***** SOURCE RECORDS *****
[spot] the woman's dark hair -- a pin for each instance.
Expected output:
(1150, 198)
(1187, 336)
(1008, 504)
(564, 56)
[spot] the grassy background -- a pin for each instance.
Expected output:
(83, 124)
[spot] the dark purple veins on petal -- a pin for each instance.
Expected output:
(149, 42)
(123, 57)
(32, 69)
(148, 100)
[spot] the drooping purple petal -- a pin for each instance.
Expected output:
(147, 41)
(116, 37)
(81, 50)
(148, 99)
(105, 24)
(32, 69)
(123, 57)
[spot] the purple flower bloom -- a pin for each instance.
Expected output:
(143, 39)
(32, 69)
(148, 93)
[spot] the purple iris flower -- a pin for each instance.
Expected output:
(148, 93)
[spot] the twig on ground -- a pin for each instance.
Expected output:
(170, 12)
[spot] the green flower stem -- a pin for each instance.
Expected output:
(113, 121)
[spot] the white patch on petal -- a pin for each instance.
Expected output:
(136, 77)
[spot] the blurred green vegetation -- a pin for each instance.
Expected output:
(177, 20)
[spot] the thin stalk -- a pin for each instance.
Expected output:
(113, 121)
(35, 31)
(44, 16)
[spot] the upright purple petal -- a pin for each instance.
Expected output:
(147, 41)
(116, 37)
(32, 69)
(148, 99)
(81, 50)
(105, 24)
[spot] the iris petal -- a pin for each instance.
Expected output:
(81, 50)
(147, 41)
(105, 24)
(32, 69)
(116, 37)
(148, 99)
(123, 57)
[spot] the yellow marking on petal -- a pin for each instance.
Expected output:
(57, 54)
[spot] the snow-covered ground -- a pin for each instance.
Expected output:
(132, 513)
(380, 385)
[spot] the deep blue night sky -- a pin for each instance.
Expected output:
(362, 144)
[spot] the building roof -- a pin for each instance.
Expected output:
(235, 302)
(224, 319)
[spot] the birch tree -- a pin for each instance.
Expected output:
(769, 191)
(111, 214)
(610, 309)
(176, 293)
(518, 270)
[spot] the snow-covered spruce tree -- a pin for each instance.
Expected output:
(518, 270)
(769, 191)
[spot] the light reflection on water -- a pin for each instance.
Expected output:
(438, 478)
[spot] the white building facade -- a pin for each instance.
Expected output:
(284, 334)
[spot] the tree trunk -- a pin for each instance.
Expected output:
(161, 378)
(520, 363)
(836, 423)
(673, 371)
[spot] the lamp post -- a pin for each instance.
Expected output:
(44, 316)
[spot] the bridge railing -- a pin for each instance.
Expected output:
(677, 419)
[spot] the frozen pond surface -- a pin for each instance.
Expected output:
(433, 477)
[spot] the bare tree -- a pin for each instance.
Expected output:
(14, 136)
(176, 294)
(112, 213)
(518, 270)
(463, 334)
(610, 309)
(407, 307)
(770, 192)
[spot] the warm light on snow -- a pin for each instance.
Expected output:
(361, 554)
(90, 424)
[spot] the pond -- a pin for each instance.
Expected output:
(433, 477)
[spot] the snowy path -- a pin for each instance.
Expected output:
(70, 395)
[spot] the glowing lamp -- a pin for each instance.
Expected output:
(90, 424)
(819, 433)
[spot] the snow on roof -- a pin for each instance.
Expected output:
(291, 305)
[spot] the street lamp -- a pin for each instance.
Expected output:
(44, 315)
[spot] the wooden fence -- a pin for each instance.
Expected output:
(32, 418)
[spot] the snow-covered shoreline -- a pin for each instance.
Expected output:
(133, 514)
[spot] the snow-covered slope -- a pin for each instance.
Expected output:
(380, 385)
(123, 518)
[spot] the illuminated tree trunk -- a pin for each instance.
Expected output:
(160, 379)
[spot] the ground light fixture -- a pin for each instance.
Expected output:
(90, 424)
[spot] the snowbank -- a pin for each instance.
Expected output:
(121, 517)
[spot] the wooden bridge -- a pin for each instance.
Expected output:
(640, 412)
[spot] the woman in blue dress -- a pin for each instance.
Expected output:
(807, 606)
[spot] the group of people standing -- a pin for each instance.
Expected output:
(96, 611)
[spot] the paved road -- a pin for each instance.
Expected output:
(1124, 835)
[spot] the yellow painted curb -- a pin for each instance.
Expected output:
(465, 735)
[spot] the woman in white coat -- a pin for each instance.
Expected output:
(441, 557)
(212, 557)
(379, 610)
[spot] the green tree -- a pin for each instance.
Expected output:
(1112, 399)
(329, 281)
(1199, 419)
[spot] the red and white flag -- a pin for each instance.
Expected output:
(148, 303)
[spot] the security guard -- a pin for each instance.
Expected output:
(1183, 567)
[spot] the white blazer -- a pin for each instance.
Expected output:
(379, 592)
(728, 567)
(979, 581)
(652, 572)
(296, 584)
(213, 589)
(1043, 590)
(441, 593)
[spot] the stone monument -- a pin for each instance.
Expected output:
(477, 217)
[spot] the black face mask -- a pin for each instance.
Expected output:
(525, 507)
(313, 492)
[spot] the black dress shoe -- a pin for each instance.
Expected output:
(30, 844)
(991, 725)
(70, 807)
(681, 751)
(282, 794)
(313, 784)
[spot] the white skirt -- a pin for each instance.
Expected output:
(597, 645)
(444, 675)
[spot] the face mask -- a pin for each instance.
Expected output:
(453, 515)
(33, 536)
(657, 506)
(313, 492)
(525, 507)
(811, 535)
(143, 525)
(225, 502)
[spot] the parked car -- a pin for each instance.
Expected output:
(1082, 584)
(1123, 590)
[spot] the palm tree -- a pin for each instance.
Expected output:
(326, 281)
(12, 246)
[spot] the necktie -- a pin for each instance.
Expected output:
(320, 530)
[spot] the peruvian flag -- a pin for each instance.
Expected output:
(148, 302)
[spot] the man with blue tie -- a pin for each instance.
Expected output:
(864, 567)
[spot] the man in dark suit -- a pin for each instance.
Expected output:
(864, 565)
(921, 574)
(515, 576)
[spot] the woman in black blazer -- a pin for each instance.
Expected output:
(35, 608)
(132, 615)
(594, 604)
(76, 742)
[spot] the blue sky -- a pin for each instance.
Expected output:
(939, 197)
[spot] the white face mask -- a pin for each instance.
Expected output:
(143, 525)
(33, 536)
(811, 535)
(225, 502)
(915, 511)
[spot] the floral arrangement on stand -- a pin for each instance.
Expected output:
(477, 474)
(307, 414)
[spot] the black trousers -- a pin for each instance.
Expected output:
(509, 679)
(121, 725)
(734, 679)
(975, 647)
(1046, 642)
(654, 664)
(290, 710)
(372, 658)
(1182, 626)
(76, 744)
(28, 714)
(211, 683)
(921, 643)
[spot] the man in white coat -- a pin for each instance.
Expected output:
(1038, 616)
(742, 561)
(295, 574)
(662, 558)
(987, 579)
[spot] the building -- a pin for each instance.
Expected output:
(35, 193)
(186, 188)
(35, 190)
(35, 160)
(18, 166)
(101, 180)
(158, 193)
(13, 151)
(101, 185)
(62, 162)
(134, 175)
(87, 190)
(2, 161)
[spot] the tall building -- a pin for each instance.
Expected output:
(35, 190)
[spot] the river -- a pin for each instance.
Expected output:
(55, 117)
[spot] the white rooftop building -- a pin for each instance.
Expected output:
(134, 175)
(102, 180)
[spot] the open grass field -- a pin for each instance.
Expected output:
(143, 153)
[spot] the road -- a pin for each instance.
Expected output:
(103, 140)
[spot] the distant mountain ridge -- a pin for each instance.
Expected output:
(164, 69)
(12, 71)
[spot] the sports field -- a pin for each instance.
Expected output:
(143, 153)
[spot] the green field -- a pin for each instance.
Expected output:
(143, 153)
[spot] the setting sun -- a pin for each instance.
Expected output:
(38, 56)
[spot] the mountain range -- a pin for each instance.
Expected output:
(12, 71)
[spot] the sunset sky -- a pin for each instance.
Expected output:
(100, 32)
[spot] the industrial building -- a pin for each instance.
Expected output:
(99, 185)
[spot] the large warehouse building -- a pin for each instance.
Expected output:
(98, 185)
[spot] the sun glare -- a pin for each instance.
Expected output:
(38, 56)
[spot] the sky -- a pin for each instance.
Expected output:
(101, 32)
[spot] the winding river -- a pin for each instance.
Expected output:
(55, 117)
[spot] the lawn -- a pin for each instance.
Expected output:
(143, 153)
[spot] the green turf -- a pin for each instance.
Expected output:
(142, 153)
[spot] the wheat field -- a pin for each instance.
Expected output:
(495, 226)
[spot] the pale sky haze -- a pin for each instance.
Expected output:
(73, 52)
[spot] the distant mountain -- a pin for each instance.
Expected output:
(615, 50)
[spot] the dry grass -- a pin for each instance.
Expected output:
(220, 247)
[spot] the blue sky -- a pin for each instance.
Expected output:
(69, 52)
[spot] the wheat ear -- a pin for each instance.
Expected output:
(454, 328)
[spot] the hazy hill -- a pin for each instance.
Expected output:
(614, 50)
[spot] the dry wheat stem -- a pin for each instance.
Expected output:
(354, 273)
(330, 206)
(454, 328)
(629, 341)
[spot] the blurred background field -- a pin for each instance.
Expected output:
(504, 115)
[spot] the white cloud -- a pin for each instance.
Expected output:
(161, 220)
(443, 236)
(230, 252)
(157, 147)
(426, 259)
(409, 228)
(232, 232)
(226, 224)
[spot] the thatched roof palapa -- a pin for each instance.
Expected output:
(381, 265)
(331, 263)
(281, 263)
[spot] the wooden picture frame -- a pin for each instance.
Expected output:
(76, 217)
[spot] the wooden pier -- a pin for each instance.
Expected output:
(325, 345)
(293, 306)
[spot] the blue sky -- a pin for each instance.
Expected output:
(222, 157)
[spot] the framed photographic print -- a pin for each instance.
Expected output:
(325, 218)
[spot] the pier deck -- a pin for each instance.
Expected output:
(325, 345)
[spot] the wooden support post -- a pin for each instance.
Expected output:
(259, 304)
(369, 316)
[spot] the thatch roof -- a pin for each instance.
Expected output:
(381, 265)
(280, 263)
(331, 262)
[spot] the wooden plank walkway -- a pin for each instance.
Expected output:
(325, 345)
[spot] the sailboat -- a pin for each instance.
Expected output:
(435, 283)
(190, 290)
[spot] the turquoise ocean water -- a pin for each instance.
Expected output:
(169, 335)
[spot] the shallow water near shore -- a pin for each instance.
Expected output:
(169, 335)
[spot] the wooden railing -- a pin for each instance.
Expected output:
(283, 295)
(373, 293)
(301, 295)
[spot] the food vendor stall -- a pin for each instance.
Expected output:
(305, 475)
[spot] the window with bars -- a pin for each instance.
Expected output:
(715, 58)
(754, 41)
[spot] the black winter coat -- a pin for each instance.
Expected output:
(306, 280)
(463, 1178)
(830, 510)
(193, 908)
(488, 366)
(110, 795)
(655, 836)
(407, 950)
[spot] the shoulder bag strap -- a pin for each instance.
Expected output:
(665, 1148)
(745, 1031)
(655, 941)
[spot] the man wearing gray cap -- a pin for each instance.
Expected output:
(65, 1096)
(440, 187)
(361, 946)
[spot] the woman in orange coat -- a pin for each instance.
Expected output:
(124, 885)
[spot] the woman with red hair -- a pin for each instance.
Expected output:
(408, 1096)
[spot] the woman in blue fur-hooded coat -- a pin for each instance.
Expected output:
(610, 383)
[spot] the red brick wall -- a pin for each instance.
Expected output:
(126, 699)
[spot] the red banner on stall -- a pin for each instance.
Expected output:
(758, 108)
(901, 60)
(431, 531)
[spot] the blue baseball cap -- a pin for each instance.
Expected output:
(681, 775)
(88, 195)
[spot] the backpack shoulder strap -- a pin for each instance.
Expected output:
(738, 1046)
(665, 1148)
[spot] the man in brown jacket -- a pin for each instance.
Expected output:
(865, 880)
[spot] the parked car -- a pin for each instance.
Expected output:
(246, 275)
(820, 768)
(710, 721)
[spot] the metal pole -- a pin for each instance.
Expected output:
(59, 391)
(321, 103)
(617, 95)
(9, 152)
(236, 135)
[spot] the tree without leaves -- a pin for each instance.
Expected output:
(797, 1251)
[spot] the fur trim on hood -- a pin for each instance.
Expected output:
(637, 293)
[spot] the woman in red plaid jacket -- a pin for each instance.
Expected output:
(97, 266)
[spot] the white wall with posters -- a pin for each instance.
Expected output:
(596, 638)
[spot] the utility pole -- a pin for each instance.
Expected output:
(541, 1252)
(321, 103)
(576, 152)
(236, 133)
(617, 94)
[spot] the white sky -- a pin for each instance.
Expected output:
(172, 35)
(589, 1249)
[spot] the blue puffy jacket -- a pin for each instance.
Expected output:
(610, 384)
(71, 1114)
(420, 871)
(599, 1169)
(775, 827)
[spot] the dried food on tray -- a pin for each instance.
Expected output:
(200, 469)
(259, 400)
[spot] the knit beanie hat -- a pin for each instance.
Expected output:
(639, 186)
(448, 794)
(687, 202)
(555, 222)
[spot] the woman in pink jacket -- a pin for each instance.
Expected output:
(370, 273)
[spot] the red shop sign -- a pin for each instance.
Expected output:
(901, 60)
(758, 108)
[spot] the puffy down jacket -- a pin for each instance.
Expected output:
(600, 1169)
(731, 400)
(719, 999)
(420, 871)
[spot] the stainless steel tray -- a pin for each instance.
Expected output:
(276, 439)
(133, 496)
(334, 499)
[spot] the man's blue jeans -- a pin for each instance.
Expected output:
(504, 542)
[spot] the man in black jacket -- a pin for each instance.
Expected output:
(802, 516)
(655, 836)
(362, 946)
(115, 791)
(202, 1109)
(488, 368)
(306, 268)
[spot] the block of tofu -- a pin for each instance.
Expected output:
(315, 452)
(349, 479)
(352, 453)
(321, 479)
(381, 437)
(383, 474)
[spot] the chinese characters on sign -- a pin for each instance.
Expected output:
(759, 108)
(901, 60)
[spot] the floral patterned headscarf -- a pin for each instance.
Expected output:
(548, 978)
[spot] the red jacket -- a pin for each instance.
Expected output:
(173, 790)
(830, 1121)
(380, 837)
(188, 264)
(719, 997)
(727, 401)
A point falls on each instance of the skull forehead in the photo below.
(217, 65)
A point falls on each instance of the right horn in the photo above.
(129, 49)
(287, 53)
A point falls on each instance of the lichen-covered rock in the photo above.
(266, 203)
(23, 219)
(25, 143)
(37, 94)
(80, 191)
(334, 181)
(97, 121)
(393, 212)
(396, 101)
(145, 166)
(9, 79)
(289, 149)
*****
Write out once more the lines above beginning at the line with "[spot] the chinese"; continue through the final line and stop there.

[spot] the chinese characters on sign -- a pin for each instance.
Expected output:
(759, 108)
(901, 60)
[spot] the floral patterned headscarf -- a pin for each instance.
Expected output:
(548, 978)
[spot] the red jacket -- a pin for each instance.
Expected output:
(173, 790)
(830, 1121)
(380, 837)
(188, 264)
(719, 997)
(727, 401)
A point falls on each instance of the skull forehead in the photo below.
(217, 65)
A point falls on each instance of the right horn in the photo above.
(129, 49)
(287, 53)
A point falls on each instance of the lichen-covered rock in the photo above.
(266, 203)
(23, 219)
(25, 143)
(37, 94)
(80, 191)
(334, 181)
(97, 121)
(393, 212)
(396, 101)
(145, 166)
(9, 79)
(289, 149)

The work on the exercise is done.